Problem to solve:
Locate the line that contains "Target: white road line", then copy it and all later lines of the data below exactly, through the last one.

Point-based annotation data
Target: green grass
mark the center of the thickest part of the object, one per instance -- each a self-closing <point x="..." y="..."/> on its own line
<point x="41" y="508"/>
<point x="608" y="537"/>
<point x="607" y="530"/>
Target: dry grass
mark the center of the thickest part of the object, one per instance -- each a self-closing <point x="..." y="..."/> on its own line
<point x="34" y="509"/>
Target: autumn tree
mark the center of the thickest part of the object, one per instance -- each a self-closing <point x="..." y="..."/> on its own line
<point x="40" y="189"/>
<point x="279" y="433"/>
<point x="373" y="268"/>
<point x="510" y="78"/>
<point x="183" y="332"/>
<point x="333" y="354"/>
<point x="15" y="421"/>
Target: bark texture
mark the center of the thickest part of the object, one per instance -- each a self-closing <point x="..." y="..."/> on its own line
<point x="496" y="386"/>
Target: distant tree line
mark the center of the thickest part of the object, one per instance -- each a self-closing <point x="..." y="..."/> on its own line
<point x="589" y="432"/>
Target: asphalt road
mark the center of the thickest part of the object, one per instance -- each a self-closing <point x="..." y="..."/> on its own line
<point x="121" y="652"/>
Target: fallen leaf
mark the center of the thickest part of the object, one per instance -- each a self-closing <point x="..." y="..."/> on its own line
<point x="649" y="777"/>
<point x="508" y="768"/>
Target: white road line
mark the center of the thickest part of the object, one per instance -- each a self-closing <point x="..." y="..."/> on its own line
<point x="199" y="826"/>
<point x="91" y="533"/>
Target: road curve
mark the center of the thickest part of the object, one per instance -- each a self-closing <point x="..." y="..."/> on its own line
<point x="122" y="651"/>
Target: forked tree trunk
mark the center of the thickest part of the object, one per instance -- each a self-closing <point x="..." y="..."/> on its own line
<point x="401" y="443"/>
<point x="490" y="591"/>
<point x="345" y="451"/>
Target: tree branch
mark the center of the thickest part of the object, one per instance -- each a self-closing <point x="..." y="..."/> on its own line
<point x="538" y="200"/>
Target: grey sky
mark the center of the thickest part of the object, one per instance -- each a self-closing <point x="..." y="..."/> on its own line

Solution for this problem:
Target: white road line
mark the center of the thickest part of the object, one per instance -- each a self-closing <point x="..." y="..."/> on its own line
<point x="199" y="826"/>
<point x="91" y="533"/>
Target: road curve
mark the center of the thickest part of the object, one per instance -- each a self-closing <point x="..." y="..."/> on its own line
<point x="122" y="651"/>
Target: forked tree trunk
mark the center of the thickest part of the object, one per instance -- each a self-closing <point x="..." y="..."/> on its own line
<point x="401" y="443"/>
<point x="490" y="591"/>
<point x="345" y="451"/>
Target: tree branch
mark the center of the thickest part of the object, one per instance -- each a self-closing <point x="..." y="..."/> on its own line
<point x="538" y="200"/>
Target: grey sky
mark the center of the thickest part of the object, one per instance -- each a self-closing <point x="..." y="..."/> on its own line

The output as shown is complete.